Coordinate annotation entries:
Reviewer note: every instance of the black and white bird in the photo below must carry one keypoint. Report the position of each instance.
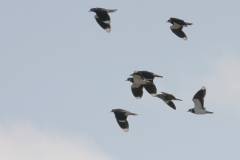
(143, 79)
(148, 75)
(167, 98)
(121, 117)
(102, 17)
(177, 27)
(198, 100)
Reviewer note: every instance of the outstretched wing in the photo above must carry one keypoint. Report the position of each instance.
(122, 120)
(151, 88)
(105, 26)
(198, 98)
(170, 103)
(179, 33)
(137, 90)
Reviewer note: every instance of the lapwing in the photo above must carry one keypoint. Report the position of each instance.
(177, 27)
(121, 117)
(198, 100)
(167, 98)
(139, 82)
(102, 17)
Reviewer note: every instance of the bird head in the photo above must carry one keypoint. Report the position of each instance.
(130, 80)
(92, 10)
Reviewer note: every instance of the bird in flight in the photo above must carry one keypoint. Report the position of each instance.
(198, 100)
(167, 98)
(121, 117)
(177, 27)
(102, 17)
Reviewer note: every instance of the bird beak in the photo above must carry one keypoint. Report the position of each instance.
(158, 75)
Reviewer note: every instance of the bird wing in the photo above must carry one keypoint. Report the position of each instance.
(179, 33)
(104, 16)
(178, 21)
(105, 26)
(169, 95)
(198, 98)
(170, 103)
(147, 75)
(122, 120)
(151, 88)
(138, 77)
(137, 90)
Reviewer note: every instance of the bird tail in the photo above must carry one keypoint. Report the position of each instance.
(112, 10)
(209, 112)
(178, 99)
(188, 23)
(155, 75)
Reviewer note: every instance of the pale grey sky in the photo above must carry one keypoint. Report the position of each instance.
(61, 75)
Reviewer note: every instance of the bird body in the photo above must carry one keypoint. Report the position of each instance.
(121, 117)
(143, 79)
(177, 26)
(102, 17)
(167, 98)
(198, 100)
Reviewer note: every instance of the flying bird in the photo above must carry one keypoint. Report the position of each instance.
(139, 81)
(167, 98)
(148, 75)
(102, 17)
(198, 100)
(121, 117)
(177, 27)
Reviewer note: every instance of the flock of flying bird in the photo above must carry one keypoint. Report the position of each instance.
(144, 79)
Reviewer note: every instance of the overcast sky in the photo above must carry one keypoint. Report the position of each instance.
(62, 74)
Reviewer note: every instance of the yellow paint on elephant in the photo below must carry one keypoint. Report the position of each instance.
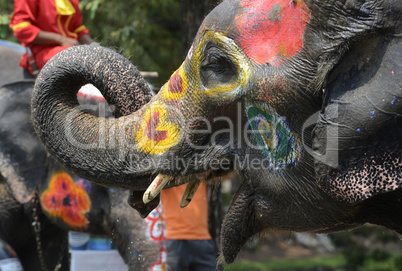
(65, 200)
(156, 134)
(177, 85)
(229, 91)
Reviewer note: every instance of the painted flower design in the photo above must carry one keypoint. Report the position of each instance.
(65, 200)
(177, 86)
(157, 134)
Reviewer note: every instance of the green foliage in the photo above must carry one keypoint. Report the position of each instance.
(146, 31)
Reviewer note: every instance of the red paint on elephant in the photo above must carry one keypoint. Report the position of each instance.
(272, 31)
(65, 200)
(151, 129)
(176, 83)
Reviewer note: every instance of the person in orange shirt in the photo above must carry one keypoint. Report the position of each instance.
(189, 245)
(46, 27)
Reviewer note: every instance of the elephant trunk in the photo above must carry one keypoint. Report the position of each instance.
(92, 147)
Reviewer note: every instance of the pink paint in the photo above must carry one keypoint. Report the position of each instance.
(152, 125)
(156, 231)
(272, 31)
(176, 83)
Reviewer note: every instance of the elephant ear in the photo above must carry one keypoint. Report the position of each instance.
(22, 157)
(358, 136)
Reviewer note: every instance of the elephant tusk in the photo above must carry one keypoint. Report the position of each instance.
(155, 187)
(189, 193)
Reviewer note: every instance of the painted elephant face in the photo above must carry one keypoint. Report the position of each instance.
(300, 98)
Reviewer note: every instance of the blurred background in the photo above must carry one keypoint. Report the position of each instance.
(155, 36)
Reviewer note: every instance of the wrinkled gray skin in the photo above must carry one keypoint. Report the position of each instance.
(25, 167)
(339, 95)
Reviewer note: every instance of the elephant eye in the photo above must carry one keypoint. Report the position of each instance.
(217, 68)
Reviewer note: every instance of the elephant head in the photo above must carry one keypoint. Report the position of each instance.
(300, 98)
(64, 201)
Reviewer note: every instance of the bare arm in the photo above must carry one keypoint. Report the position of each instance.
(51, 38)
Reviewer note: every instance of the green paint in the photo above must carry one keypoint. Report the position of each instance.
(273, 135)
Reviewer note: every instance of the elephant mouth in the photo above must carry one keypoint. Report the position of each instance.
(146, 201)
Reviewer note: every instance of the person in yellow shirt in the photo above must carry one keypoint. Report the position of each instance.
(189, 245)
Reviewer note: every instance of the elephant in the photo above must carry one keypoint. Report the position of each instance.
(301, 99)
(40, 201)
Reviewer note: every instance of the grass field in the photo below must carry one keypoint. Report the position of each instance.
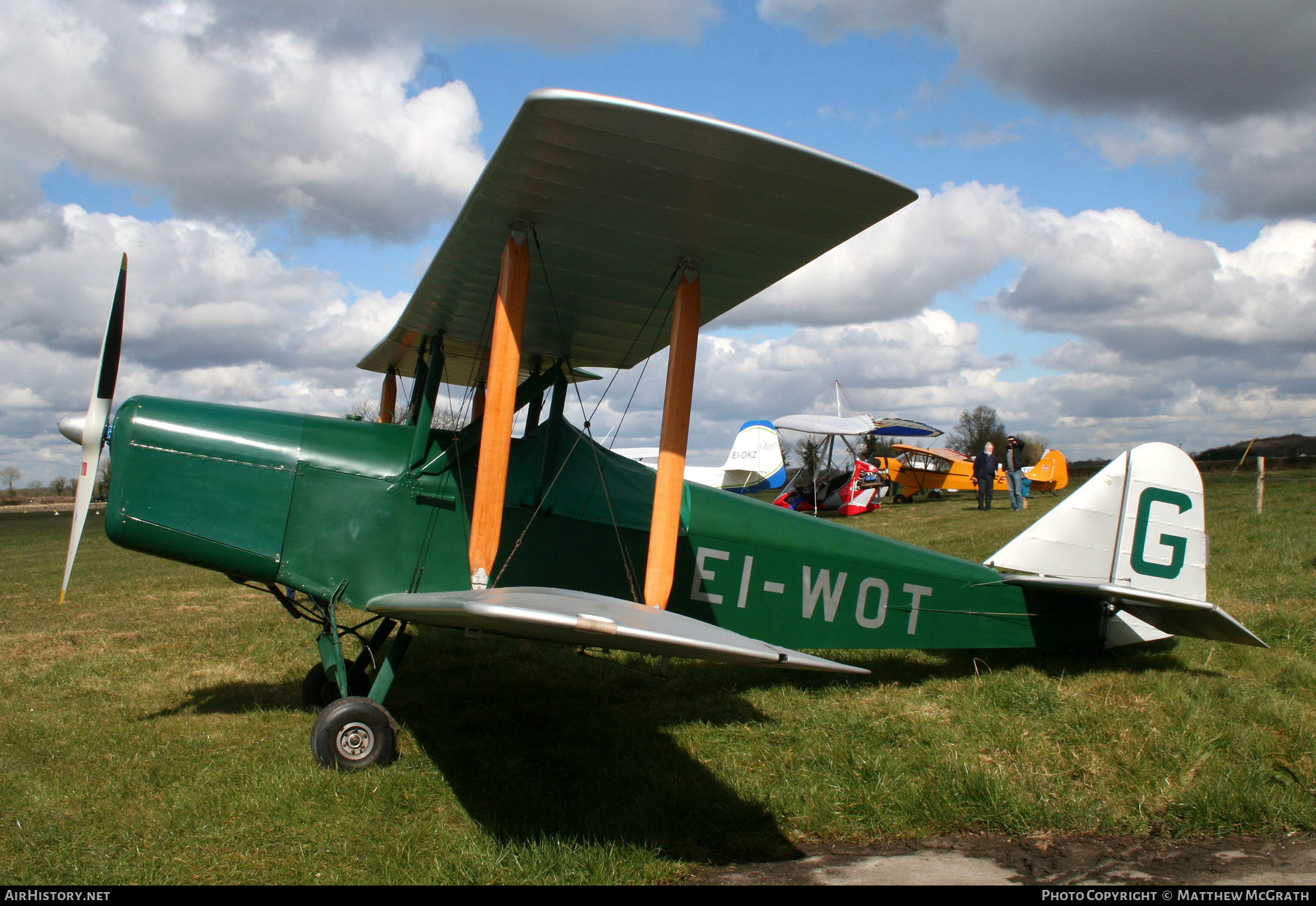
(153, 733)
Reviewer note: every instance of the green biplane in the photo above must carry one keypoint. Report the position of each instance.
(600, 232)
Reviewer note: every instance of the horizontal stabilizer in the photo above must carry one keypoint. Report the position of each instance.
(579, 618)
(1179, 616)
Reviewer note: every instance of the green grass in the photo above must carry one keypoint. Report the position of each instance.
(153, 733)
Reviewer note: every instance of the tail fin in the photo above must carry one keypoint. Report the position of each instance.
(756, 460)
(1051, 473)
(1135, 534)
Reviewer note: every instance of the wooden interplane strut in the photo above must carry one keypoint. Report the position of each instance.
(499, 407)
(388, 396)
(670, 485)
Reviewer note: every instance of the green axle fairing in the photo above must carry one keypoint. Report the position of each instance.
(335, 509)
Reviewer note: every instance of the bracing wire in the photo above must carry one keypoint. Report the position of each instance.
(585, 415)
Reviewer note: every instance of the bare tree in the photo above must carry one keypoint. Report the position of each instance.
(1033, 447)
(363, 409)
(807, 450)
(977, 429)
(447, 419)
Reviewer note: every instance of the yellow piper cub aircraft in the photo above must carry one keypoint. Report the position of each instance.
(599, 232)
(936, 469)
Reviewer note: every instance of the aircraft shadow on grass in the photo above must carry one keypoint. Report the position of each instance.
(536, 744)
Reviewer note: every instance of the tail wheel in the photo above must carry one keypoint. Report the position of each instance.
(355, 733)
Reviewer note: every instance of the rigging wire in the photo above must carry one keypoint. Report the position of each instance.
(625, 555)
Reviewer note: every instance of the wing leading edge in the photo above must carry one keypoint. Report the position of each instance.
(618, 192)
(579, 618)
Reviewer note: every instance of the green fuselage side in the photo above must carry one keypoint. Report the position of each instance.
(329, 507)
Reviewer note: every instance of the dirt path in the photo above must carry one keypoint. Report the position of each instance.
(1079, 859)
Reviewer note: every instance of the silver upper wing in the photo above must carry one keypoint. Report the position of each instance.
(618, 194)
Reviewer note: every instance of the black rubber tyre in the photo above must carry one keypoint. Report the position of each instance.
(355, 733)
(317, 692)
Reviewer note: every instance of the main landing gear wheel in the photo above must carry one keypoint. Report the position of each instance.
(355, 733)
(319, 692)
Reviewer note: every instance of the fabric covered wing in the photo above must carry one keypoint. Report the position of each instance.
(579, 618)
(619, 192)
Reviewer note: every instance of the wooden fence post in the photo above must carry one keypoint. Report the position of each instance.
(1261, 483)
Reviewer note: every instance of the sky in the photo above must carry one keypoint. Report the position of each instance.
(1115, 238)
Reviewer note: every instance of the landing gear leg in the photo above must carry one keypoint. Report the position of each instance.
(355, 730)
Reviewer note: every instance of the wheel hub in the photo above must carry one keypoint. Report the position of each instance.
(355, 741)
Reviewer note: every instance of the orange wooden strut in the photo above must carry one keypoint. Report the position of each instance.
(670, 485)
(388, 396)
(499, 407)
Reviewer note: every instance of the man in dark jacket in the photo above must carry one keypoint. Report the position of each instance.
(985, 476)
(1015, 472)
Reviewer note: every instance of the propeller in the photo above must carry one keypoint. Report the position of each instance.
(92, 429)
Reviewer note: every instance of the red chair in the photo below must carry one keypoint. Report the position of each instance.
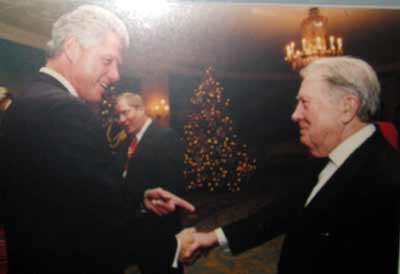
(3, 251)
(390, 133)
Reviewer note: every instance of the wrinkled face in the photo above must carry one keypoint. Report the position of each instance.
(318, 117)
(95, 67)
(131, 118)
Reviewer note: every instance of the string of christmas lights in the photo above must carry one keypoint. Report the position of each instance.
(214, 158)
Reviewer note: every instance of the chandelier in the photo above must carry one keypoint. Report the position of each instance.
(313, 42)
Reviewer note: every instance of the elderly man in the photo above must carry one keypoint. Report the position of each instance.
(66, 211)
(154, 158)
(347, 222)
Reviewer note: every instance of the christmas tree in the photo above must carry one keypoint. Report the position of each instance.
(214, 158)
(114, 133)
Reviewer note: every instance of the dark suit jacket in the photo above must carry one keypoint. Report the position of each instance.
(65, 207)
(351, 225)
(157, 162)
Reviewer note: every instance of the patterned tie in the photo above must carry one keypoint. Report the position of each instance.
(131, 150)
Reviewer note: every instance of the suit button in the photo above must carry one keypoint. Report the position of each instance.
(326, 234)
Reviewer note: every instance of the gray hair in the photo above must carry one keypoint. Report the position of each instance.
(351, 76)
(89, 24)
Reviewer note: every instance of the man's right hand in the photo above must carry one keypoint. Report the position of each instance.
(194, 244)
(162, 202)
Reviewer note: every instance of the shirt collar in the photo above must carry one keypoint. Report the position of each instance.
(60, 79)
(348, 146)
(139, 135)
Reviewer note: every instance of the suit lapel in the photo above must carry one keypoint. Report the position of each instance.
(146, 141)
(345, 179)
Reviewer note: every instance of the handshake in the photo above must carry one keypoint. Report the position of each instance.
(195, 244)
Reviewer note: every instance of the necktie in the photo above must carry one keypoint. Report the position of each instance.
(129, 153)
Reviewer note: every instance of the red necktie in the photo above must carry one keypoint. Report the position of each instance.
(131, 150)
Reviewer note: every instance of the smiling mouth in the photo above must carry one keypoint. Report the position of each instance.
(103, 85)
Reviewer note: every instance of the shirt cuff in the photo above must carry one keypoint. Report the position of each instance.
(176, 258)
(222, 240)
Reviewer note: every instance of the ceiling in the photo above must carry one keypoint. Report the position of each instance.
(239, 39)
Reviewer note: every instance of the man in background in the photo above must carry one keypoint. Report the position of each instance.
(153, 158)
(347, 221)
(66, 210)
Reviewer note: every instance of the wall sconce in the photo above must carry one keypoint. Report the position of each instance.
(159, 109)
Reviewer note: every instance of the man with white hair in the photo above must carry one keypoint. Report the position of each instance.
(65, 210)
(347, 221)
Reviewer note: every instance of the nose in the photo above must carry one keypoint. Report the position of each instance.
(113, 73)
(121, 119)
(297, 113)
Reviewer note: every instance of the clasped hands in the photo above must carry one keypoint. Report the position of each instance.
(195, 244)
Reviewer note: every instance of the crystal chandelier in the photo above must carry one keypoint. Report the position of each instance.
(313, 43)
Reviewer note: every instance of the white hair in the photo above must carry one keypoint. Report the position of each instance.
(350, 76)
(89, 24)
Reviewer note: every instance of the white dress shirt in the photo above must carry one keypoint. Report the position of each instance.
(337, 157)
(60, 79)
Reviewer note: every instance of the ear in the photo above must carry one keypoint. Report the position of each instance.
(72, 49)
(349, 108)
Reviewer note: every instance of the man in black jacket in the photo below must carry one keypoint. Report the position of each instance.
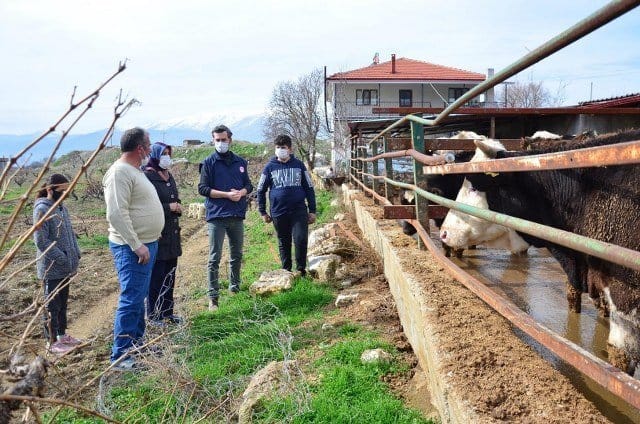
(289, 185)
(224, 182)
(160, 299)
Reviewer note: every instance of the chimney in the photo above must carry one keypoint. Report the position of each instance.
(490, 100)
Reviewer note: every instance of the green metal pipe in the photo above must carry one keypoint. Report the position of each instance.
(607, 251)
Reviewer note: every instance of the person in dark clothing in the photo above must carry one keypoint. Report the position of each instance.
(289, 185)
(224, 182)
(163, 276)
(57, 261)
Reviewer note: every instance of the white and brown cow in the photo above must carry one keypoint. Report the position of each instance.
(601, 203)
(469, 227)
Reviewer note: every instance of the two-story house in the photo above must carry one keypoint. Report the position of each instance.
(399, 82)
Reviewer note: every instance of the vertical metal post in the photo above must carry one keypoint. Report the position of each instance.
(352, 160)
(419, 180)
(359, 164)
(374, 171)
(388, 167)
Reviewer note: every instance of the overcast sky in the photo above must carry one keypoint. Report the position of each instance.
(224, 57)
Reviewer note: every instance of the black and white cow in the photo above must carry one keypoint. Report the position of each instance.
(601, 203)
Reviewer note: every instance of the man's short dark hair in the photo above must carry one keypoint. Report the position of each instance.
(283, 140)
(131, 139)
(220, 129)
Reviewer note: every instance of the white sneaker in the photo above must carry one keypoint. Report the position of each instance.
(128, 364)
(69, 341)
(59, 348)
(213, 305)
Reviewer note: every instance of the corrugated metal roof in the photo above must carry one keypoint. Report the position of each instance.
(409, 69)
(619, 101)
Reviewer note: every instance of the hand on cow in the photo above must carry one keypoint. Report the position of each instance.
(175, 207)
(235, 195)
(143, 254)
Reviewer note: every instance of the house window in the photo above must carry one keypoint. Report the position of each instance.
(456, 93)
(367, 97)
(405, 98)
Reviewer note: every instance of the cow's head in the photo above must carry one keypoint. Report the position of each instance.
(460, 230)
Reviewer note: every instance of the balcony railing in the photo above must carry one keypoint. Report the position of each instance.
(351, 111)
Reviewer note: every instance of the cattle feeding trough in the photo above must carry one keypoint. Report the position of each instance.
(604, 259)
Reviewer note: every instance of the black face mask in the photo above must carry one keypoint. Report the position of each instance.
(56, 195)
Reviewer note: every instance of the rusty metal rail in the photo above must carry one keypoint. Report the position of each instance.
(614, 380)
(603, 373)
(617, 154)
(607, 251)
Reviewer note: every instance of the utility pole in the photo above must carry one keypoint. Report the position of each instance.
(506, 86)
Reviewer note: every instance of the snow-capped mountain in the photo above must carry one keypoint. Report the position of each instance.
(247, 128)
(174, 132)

Requirements:
Copy the entries verbatim, beginning at the line that contains "Reviewer note: every instance of the black and white cow" and continuing through the final line of the entries.

Complete output:
Reviewer note: every instance of the black and white cow in the photo above must carry one keypoint. Report the position of each instance.
(601, 203)
Reviewer note: every instance of the man's short dark hair in the photo above must carry one keypoint. Report the position of each instance.
(283, 140)
(131, 139)
(220, 129)
Reviewer note: every instance of the white sneaker in the photo above must carry one keypoint. Report the position of each instance.
(128, 364)
(69, 341)
(59, 348)
(213, 305)
Reviewer note: every instance of the corrugated metal roof in the photo above must carry one keypoint. Report the position of each instance.
(409, 69)
(619, 101)
Reviewer note: every instance of the hand on cow in the photo above must carry one keypoint. Report the position of each instance.
(175, 207)
(235, 195)
(143, 254)
Reviewer note: every instance of the house window in the photo above must carry one keypoint. Report the position of each instance.
(456, 93)
(367, 97)
(405, 98)
Reviewer note: every instance of the cow's head in the photo above must carry one keypoint. Report the position of each instance.
(460, 230)
Reviewer note: every instance of the balcony railing in the photo above must carry one keypoint. Report the position of each instance.
(351, 111)
Reviewer note: every instance of the cattle feeding trough in the photo above must carry one keypoint. Report the position of each instance.
(604, 259)
Reviewer note: every instance of the black face mask in the photo above must carry one keypoint. Report the position of each instance.
(56, 195)
Reviewer note: every instance of the rusty metal rail in the photo above must carry one keypoint. Report the position of each instance.
(614, 380)
(603, 373)
(617, 154)
(607, 251)
Reviewer note: every instance of the utility pole in the photo above must carry one keypoint. Report the position of each instance.
(506, 86)
Reviewer note: every instance of the snow-capped mountain in the photo above must carry one keypoint. Report the position of each instance.
(247, 128)
(174, 132)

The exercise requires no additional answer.